(Excerpt from a dataset)
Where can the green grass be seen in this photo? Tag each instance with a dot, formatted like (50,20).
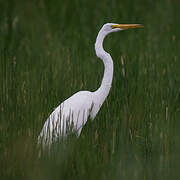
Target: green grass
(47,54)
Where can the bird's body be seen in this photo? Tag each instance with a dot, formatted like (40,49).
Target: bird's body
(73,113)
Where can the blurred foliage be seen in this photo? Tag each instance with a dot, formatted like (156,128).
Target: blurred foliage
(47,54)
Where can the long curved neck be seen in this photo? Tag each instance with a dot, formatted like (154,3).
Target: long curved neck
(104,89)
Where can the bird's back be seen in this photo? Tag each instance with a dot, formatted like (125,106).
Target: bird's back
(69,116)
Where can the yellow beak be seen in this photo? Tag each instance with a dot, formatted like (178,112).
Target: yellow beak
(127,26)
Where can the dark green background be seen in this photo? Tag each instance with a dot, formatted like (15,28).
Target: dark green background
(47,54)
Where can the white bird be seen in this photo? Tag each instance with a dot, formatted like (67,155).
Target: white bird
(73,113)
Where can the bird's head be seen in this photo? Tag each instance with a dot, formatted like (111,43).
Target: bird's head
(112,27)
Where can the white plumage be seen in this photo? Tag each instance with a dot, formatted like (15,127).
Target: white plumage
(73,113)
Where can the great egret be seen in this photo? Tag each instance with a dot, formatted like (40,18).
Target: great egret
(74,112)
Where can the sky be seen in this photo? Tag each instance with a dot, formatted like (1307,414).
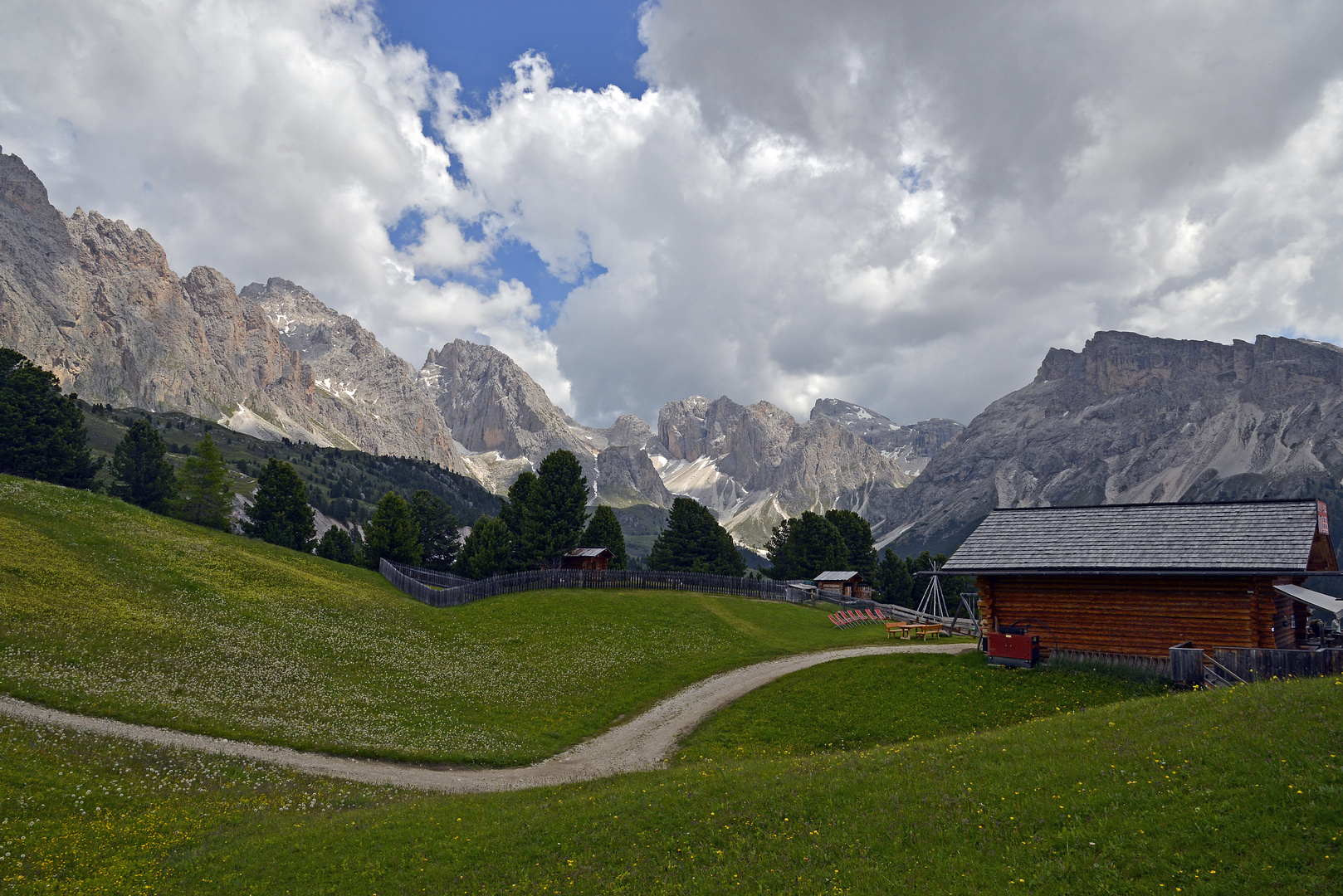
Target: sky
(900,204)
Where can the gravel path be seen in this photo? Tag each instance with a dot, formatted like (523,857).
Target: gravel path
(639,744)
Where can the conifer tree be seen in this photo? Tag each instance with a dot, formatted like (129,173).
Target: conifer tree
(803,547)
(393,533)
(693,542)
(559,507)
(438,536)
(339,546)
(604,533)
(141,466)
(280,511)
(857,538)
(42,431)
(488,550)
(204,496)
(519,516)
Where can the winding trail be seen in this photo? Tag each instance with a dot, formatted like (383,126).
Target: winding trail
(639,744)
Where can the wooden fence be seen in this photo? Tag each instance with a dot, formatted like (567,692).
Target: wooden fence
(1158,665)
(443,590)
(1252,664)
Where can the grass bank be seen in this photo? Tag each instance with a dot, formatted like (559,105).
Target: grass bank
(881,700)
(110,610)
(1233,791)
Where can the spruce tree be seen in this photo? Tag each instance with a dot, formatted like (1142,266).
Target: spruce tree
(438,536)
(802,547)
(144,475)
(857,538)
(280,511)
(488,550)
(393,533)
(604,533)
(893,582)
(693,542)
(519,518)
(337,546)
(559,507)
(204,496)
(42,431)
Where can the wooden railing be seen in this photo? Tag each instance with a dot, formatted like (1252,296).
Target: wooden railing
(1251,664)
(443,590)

### Task
Please retype, exactly as written, every line from the line containing "Where can the grass" through the last line of the records above, including both of those lines, and nothing else.

### Exercise solution
Where can the grass bank be seen in this photo? Tag each instance with a dot, formatted like (559,105).
Target: grass bank
(881,700)
(110,610)
(1233,791)
Where can the spruce tree be seen in this photo? Tag each instance with a dot, formatted like (1142,266).
Target: spruce tree
(438,536)
(802,547)
(144,475)
(857,538)
(280,511)
(488,550)
(393,533)
(604,533)
(893,582)
(693,542)
(519,518)
(337,546)
(559,507)
(204,496)
(42,431)
Where can the wooden railing be seen in this photo? Tag each instance with a dot, formatted like (1252,296).
Target: wooden railing
(1251,664)
(443,590)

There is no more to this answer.